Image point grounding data
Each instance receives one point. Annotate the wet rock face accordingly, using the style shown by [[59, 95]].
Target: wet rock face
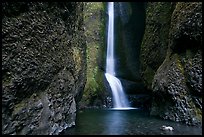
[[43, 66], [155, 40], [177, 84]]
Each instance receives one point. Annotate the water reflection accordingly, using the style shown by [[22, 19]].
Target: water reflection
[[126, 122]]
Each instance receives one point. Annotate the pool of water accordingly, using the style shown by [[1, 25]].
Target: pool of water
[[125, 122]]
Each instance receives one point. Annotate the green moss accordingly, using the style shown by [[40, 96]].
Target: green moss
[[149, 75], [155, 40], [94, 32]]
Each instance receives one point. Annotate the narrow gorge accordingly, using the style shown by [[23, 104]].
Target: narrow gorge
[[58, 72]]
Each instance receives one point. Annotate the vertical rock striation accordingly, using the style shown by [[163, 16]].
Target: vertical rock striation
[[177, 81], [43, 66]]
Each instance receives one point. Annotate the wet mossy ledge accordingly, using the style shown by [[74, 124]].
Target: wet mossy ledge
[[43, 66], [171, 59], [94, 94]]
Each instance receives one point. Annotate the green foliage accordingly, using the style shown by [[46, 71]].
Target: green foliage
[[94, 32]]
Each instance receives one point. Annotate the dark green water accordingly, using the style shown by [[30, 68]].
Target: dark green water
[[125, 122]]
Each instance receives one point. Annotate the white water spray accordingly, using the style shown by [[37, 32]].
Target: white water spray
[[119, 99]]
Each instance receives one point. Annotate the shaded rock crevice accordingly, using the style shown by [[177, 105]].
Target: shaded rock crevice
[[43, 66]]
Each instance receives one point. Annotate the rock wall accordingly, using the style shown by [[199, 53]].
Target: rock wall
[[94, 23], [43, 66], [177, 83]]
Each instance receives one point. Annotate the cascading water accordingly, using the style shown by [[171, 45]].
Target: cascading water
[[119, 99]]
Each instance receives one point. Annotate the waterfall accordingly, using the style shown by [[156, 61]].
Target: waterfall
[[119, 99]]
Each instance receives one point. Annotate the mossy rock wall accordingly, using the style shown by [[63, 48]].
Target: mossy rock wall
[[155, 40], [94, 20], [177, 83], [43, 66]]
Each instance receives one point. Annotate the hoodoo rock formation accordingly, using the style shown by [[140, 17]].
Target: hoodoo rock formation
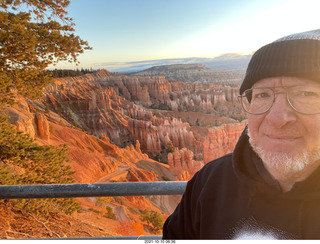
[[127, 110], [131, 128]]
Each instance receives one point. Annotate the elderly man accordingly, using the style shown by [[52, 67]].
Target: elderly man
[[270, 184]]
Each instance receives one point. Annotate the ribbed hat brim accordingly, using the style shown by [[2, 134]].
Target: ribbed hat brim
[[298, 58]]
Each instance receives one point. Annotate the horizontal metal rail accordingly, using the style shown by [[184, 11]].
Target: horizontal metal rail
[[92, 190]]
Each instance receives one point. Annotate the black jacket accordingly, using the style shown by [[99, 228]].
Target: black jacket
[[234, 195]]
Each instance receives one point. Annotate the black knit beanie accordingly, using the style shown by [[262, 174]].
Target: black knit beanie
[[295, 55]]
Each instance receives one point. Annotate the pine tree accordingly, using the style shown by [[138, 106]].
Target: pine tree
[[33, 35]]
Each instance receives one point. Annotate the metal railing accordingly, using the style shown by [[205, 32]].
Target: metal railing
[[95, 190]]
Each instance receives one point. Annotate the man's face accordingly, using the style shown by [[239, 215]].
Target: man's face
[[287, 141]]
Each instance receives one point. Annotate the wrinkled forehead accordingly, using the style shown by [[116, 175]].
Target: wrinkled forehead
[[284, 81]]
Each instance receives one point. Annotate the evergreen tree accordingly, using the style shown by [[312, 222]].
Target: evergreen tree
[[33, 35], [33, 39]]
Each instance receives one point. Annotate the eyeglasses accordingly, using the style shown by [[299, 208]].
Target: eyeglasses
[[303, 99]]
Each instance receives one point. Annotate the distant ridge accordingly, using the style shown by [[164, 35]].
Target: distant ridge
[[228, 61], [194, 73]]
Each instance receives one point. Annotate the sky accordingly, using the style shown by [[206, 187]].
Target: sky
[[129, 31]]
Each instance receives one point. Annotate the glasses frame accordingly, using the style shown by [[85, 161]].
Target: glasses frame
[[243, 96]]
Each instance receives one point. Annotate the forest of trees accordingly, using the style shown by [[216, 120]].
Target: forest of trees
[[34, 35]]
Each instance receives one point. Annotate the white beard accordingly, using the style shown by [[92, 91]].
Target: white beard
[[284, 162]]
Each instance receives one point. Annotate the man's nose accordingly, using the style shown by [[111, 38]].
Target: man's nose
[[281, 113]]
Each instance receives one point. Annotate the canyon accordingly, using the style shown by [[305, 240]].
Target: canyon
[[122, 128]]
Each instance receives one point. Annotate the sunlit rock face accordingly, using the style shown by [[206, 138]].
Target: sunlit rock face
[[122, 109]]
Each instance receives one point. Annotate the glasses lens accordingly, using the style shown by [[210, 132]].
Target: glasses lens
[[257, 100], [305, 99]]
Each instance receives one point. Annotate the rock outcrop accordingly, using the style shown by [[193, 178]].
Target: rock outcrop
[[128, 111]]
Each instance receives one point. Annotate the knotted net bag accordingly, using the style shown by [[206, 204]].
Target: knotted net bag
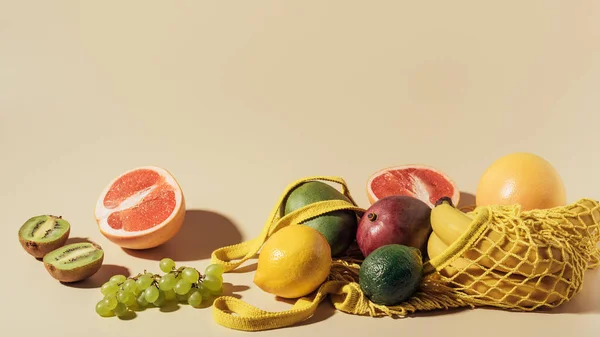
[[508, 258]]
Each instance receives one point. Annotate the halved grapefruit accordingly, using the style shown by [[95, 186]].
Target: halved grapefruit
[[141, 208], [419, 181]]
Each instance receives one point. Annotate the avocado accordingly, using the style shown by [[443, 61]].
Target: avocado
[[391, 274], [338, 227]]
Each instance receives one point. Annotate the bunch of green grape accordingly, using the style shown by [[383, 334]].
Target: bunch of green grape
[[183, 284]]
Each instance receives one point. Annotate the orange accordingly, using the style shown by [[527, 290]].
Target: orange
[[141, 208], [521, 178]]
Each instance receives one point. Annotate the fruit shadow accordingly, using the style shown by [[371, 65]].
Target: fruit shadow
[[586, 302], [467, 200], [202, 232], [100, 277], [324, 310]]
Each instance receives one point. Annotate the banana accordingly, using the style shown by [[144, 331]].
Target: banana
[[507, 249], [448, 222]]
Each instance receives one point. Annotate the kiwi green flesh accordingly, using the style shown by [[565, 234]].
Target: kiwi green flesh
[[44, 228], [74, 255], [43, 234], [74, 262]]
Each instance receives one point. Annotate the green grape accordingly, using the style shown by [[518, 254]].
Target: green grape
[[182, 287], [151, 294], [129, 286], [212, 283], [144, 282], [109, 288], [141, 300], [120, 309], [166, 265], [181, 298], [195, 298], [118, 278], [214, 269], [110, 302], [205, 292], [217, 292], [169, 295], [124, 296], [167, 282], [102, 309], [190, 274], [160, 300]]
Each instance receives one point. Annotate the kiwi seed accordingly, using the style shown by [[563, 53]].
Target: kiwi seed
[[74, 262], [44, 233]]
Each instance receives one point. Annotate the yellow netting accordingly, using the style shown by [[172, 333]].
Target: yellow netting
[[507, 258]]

## [WORK ITEM]
Using the entries above, give back exactly the line containing "Each instance receives one point. Annotate the sky", the line containing "Each instance receives one point. Annotate the forest", and every line between them, and nothing else.

## [EXPECTED ANSWER]
Each instance receives one point. Annotate the sky accordingly, using the style shown by [[206, 187]].
Target: sky
[[129, 31]]
Each instance receives one point. Annotate the glasses frame accordingly, using the style shown by [[85, 161]].
Target: glasses frame
[[243, 96]]
Each instance receives one point. Annotate the forest of trees accordingly, using the style shown by [[216, 120]].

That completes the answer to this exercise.